=== WHAT THIS TASK INVOLVES ===
Pull out each line of the items below that contains the word "black" and copy it in full.

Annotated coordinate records
━━━

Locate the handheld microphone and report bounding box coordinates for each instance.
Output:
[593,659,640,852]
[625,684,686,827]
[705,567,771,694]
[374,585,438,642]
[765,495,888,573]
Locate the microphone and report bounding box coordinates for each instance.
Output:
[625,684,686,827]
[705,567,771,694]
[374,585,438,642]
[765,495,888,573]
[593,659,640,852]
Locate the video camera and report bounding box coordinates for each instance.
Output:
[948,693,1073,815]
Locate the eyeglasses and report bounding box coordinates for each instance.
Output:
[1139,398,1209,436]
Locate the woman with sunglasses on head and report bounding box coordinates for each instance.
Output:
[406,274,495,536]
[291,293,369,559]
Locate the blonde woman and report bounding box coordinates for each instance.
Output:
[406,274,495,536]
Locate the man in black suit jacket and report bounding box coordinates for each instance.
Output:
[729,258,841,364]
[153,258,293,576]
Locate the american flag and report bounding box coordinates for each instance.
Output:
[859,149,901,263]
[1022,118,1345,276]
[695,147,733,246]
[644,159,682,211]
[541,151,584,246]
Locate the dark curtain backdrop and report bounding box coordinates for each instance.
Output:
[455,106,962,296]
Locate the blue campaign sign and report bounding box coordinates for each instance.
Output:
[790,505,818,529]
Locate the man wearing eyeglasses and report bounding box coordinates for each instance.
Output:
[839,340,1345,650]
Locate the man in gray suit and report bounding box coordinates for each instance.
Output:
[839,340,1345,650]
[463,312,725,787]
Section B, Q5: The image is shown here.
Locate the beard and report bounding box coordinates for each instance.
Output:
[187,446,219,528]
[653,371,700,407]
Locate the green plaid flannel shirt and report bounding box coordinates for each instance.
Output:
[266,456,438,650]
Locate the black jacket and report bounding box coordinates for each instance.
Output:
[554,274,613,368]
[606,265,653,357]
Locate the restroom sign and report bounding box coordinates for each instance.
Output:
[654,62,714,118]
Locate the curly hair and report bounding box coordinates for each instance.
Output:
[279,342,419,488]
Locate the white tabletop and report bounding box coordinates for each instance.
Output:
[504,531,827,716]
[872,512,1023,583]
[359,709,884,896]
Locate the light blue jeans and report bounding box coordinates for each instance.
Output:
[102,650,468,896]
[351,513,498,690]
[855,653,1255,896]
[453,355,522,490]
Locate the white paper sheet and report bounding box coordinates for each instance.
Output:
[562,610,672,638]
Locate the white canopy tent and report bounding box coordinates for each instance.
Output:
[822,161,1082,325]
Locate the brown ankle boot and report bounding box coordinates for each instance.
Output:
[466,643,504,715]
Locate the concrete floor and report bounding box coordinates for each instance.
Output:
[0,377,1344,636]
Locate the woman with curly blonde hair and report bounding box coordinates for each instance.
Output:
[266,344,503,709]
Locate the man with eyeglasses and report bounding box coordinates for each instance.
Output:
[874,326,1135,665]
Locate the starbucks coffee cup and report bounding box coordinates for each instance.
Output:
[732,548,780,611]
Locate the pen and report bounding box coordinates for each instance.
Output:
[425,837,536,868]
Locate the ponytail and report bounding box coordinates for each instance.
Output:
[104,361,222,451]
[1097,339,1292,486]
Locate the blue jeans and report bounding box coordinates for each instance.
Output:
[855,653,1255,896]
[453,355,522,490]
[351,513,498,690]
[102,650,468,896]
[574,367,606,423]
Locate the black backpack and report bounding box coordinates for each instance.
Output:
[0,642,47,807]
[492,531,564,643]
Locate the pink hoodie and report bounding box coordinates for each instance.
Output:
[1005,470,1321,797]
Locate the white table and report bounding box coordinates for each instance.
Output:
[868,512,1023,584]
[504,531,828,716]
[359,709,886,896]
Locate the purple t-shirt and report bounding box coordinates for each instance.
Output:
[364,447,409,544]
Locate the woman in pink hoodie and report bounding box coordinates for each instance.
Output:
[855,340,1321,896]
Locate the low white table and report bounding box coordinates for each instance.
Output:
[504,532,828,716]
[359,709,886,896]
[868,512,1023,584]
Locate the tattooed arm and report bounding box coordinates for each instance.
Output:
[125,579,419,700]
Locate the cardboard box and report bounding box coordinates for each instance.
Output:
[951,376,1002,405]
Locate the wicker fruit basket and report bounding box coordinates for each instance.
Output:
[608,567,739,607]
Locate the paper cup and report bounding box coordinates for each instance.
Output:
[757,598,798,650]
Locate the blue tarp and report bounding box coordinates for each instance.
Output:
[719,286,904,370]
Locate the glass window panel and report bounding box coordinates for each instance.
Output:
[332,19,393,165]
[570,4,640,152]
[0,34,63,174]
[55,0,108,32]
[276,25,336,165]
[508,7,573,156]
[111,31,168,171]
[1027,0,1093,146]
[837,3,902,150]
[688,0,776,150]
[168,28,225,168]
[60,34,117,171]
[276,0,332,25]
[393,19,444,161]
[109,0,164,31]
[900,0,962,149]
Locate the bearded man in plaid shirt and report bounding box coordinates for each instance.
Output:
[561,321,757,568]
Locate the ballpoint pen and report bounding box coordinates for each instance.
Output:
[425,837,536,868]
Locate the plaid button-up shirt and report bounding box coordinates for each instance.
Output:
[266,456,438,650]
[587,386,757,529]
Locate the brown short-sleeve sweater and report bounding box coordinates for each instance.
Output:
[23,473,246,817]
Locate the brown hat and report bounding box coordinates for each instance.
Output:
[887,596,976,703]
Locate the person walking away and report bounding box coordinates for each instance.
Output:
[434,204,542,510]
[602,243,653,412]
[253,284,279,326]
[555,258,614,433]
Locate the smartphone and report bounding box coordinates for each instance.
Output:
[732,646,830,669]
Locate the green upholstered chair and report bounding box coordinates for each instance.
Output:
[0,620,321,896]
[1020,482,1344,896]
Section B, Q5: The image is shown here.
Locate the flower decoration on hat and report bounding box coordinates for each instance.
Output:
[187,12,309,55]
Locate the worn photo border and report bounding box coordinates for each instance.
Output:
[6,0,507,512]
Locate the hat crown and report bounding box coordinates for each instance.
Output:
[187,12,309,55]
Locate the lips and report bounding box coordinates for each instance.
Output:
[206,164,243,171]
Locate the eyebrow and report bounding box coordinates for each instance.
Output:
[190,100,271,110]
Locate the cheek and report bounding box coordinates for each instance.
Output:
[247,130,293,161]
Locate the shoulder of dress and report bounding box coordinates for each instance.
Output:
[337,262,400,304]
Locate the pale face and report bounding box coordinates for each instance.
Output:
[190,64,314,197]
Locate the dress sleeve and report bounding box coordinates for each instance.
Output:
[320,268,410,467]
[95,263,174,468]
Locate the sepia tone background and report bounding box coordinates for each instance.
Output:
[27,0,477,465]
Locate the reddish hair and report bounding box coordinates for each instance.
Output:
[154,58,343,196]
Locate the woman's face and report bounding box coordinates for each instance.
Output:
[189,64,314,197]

━━━

=== ANSWER TO THE EXERCISE ===
Locate the man in black suit jacket and report bounding box coordinates for each instance.
Locate the black jacket and report bounding box coordinates for each instance.
Locate the black backpack and report bounding box coordinates for each instance.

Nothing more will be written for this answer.